### Aim of the task
"Could you please point out the white football" appears in one line of the records below. Output that line and each one after it, exactly, through the last line.

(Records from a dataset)
Segment Open
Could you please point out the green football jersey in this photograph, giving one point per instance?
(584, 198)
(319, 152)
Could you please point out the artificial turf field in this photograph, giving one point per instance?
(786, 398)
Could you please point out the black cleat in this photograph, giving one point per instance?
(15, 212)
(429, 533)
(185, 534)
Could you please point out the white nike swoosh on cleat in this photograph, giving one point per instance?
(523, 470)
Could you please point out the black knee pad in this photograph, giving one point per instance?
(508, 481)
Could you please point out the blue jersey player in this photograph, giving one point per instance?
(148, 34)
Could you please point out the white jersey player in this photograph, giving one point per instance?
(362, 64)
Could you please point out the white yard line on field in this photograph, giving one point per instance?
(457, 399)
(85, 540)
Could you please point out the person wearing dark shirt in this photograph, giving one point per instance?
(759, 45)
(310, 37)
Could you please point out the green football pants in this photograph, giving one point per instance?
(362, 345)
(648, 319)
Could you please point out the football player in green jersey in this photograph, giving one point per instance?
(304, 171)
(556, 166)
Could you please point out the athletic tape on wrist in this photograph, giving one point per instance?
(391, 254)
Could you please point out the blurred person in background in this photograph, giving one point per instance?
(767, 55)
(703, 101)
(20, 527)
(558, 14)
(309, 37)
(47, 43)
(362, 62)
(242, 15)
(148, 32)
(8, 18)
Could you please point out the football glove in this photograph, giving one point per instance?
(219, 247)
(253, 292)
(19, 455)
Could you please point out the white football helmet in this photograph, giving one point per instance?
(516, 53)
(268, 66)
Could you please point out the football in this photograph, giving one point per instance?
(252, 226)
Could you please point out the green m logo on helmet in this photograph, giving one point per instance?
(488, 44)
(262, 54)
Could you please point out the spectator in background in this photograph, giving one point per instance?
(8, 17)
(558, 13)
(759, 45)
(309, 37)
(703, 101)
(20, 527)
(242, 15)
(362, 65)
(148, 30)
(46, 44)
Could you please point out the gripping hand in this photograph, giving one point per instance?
Segment Closed
### Result of this exercise
Could you please point out the white football helmet in this photograph, giving one point per instance?
(516, 53)
(268, 66)
Could you please point out the football in this photograph, giving one point per instance?
(252, 226)
Could you please point out the green m logo on helmet in this photograph, giving one point per instance?
(488, 44)
(262, 54)
Could you please point out the spectator in background in this photograph, giving one point per instance?
(8, 17)
(558, 13)
(759, 45)
(309, 37)
(703, 101)
(20, 527)
(242, 15)
(362, 65)
(148, 30)
(46, 44)
Could you please point out the gripping hand in this photograph, giving one point per instance?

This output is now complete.